» **Records shown**
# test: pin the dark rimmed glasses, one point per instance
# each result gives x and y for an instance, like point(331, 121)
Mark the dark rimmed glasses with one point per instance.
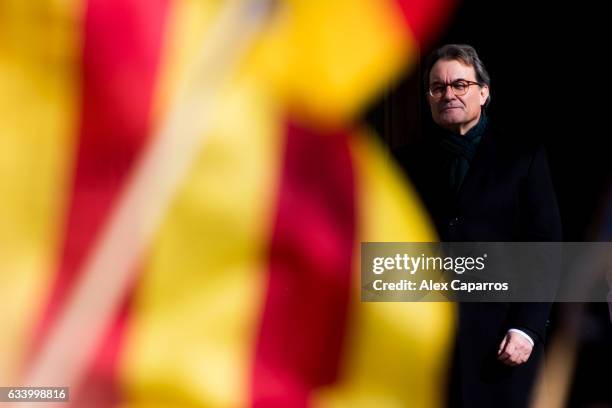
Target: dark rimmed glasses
point(459, 87)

» **Instructions to follow**
Rewrite the records, changing "glasses" to "spectacles" wherever it appears and leaving everything else the same. Leave the pictures out.

» **Exercise response**
# test: pin the dark rimmed spectacles, one point per instance
# each result gives x and y for an instance, like point(331, 121)
Mark the dark rimmed spectacles with one point per instance.
Target: dark rimmed spectacles
point(459, 87)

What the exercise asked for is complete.